━━ Text segment

Kilpatrick notes that Christians today have lost all cultural confidence and are suffering a “crisis of masculinity,” thanks to the feminizing influences of multiculturalism and feminism. He devotes significant space to encouraging Christians to, well, grow a pair, to put it indelicately, in order to confront Islam, the “most hypermasculine religion in history”:
“On the one hand, you have a growing population of Muslim believers brimming with masculine self-confidence and assertiveness about their faith, and on the other hand, you have a dwindling population of Christians who are long on nurturance and sensitivity but short on manpower. Who seems more likely to prevail?”
We take his point. We would be happy to see well armed muscular Christian men marching to war – literally, not figuratively – against Islam.
Kilpatrick devotes a chapter to “The Comparison” between Islam and Christianity, in which he points out that Christians who buy into the concept of interfaith unity with Muslims would do well to look more closely at our irreconcilable differences instead of our limited common ground; he demonstrates, for example, that the imitation of Christ and the imitation of Muhammad lead a believer in radically different directions.
Again, not always. Leaving aside the question of whether Christians killing other Christians and non-Christians believed they were acting as their Christ would have acted in the same circumstances, there were centuries during which multitudes of Christians “imitated Christ” by rejecting this world and deliberately seeking hideous martyrdoms. Some still do. As Muslims do.
In “The Culture War and the Terror War” section, Kilpatrick notes that Christianity is on the losing side of the many fronts of our own culture war, and this doesn’t bode well for the West’s clash with a resurgent Islam. An obsession with the shallow, ephemeral distractions of pop culture isn’t helping to shore up our cultural foundations. “Our survival,” he writes, “hinges not on generating a succession of momentary sensations, but on finding narratives that tell us who we are, where we have come from, and where we are going”:
“Our ability to resist aggression – whether cultural or military – depends on the conviction that we have something worth defending: something that ought to be preserved not only for our own sake but also for the sake of those who attack us.”
Yes. But that something doesn’t have to be the irrational beliefs and moral sentimentalities of Christianity. It could, for instance, be one’s country. And for Americans that could mean the high values that America was founded to embody, above all individual freedom under the law.
In the section “Islam’s Enablers,” Kilpatrick addresses the multiculturalists, secularists, atheists, and Christian apologists for Islam whose intellectual influences have contributed to the moral decline and Islamization of the West. In a chapter with the great title “Multiculturalists: Why Johnny Can’t Read the Writing on the Wall,” Kilpatrick comments on the indoctrinating impact of multicultural educators and their whitewashing of Islam and denigration of our own culture:
“[O]ur students would have been better served if they had spent less time studying the Battle of Wounded Knee and more time studying the Battle of Lepanto, less time understanding the beauty of diversity and more time understanding the misery of dhimmitude.”
We wholly agree with this statement. We too see multiculturalism as as an evil. We see Christian apologists for Islam as fools. But how are secularists and atheists – as such – contributing to the moral decline of the West? Mark Tapson does not tell us, and we wonder if the book does.

━━━━
━━ Data provided

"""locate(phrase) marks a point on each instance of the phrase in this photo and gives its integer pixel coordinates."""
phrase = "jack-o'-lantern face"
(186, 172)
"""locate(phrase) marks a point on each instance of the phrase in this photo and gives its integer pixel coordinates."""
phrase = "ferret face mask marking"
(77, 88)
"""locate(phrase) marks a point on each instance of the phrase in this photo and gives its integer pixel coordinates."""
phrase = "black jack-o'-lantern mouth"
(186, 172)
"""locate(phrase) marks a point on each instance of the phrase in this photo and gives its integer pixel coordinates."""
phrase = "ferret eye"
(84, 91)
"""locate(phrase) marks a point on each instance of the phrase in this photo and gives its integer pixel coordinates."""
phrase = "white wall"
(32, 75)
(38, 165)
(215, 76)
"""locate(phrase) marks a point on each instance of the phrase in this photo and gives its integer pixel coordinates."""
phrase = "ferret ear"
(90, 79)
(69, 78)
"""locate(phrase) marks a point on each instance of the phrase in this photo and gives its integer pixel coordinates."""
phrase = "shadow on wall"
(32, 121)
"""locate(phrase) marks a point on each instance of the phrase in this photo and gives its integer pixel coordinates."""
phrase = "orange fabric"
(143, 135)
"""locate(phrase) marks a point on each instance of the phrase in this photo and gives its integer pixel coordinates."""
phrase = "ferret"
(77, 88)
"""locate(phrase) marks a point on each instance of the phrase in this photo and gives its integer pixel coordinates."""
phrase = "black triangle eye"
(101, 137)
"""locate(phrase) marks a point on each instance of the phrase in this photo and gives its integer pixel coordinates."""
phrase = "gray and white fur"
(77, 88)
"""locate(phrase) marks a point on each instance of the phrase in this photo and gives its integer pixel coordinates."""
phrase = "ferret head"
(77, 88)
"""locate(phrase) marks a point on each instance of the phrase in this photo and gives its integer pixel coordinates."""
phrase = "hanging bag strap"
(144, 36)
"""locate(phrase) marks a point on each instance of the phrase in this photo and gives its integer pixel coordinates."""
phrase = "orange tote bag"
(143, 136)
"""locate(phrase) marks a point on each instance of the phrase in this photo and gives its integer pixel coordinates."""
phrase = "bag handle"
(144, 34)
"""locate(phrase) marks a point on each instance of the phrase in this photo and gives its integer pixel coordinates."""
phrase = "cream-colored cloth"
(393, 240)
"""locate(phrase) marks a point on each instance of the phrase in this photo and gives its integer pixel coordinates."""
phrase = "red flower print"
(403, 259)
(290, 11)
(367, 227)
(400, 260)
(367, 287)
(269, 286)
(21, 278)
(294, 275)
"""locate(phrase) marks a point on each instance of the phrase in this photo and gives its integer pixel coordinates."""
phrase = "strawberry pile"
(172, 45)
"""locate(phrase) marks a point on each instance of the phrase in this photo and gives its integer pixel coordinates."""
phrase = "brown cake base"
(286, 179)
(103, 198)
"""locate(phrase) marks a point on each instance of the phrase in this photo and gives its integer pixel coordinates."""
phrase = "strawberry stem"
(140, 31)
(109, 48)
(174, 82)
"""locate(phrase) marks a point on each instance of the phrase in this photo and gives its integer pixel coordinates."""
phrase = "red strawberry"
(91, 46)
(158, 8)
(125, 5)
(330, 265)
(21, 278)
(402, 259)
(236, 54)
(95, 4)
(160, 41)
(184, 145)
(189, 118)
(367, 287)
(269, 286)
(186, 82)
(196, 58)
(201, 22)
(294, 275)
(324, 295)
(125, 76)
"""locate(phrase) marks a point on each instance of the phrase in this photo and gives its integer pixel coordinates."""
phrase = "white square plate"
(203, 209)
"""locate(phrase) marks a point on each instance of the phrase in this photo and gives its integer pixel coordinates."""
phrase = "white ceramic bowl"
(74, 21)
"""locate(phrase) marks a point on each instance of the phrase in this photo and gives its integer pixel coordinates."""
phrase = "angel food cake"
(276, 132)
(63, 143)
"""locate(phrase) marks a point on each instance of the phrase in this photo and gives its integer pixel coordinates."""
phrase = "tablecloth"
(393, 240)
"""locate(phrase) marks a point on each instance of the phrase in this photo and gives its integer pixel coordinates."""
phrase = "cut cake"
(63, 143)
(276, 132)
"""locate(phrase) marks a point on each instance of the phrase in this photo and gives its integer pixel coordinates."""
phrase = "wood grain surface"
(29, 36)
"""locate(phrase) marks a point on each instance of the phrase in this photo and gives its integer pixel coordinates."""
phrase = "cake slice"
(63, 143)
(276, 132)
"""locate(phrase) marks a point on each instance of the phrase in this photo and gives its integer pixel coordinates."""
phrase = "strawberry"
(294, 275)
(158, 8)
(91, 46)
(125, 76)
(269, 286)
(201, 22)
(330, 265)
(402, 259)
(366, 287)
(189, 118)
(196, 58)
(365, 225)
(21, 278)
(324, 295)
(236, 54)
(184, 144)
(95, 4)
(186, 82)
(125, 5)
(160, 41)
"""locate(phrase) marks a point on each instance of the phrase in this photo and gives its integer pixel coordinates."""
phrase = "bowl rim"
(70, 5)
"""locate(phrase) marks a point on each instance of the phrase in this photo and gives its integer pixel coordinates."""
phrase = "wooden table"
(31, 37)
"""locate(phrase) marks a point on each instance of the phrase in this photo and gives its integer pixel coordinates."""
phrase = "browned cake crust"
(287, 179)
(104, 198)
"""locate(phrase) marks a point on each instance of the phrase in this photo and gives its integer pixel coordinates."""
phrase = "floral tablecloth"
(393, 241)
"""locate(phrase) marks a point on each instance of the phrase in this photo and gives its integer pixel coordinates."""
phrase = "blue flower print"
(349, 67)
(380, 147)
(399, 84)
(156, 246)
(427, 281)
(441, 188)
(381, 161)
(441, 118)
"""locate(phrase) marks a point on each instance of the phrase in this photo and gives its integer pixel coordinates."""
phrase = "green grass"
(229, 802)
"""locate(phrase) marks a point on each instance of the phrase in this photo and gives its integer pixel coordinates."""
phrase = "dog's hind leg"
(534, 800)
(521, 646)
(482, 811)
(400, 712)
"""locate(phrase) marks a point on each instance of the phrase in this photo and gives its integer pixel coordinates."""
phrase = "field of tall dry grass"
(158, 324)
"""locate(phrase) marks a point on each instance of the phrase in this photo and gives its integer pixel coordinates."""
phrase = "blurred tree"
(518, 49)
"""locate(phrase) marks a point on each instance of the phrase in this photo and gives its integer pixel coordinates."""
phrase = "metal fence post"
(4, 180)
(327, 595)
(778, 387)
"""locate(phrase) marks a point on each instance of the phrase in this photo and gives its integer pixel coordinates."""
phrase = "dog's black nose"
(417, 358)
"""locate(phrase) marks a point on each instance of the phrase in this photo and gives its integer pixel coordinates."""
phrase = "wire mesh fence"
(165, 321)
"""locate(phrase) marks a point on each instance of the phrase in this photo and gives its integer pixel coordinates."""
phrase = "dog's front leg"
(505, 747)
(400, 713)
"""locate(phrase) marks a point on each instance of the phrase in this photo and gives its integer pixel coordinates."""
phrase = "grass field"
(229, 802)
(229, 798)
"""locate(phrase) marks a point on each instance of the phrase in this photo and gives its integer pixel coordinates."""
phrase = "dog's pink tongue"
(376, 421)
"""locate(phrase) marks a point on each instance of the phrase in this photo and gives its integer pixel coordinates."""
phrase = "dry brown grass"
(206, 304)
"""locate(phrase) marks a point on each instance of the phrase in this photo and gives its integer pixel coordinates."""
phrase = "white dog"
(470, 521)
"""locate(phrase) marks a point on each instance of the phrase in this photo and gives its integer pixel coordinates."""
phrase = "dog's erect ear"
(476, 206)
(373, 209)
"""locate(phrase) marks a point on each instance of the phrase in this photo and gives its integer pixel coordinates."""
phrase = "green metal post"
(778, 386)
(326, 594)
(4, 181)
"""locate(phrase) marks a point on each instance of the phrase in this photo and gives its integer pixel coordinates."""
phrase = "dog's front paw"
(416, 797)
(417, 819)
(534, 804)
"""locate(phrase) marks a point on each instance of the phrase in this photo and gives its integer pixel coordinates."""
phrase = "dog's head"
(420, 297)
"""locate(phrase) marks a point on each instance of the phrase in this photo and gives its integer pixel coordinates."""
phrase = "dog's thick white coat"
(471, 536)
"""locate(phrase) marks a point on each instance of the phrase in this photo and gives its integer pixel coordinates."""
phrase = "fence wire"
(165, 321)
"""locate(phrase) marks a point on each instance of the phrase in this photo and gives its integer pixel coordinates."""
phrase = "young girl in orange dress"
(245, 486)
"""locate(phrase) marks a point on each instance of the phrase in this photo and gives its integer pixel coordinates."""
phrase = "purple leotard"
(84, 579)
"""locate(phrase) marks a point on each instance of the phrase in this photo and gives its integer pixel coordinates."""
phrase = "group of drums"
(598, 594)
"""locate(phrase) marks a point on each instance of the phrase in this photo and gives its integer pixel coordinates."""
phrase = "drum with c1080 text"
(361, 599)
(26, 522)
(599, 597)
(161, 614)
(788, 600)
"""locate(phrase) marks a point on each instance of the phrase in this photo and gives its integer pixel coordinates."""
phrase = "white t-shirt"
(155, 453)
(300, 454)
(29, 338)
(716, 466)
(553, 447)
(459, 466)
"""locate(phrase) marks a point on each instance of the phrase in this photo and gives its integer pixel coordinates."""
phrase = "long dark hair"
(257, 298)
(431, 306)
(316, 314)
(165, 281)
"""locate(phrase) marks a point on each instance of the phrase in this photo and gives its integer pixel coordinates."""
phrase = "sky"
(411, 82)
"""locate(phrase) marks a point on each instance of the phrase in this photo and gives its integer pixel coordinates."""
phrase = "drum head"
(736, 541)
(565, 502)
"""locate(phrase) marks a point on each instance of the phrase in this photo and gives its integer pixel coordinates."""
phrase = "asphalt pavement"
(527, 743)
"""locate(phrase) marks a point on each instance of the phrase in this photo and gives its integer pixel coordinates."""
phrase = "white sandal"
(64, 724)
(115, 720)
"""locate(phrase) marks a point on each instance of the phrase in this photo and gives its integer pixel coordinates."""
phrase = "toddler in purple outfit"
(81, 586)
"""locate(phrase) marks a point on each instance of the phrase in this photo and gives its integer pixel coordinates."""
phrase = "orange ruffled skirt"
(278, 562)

━━━━

**Given problem**
Write the next part of the review of Kilpatrick's book, starting after its last sentence.

**Response for this exercise**
Finally, in “The Cold War with Islam,” Kilpatrick is pessimistic of our desire to win the hearts and minds of “moderate Muslims.” He examines at length just what that label actually means, and then notes that such a strategy isn’t an especially helpful one:
The promotion of the moderate myth is counterproductive because it misleads the West into thinking that its problem is only with a small slice of Islam and because it strengthens the hand of traditional Islam, which is the source of radicalism, not the solution to it.
Again,we secularists-and-atheists agree.
Then comes this:
What are his recommendations for mounting a defense of our values against the aggressive spread of Islamic ones?
Reviving the commitment to our own Judeo-Christian values for starters, and then, “instead of a constant yielding to Islamic sensitivities, it may be time for some containment. Sharia… should not be allowed to spread through Western societies.” He touches on immigration, noting that it’s a problematic issue but suggesting that it’s reasonable to question the motives and agendas of immigrant groups. The message we must send? “Islam will not prevail. The West will not yield. You must accommodate to our values and way of life if you choose to live among us.”
As for going on the offensive, “instead of making excuses for Islam… we should be devoting our energies to exposing its hollowness,” relentlessly sowing the seeds of doubt among Muslims and encouraging them to abandon the faith.
In all of which we heartily concur except “reviving the commitment to our own Judeo-Christian values”. To which we will return.
Finally, there is this:
Taking that to the next level, Kilpatrick urges Christians to undertake the daunting task of mounting a widespread evangelizing of Muslims, luring them to Christianity with the liberating message of the Gospel. He concedes that this is a long-term strategy and we have no time to lose, but “both Islam and the left stand on very shaky ideological ground… Christians should take courage from knowing that in this war of ideas, all the best ideas are on their side.”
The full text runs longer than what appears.